PROBLEM TO SOLVE
Your task is to write out exactly the lines from the line containing "of the hood" through the end of the records, inclusive at both ends.

MATERIAL SHOWN
════
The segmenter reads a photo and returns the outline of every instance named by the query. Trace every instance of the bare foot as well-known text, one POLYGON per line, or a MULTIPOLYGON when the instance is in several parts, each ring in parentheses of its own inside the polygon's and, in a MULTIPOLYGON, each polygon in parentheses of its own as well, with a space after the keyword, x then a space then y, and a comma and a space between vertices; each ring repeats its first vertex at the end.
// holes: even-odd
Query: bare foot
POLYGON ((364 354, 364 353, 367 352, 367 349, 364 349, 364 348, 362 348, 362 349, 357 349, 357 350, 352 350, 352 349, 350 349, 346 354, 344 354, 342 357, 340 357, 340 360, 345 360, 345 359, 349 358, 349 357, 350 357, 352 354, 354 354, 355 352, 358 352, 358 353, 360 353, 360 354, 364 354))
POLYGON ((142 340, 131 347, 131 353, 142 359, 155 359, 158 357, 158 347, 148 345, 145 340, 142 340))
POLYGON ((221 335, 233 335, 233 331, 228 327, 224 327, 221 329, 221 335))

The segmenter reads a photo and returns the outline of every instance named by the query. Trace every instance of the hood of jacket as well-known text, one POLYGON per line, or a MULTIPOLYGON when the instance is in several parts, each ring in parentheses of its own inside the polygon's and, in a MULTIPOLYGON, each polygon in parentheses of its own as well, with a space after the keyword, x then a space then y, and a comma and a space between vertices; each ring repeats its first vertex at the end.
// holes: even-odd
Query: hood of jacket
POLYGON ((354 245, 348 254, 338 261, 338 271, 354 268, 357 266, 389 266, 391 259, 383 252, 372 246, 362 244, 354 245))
════
EXPECTED ANSWER
The segmenter reads a photo and returns the outline of every instance named by the query. Trace every instance of the hood of jacket as well-known text, one POLYGON per line, or a MULTIPOLYGON when the instance is in several parts, each ring in parentheses of its own inside the polygon's and, in a MULTIPOLYGON, each polygon in parentheses of its own as well, with a space after the keyword, x then a space then y, and a comma and a space between vertices; each ring repeats its first vertex at the end.
// holes: even-odd
Query: hood of jacket
POLYGON ((354 245, 348 254, 338 261, 338 271, 354 268, 357 266, 389 266, 391 259, 383 252, 372 246, 362 244, 354 245))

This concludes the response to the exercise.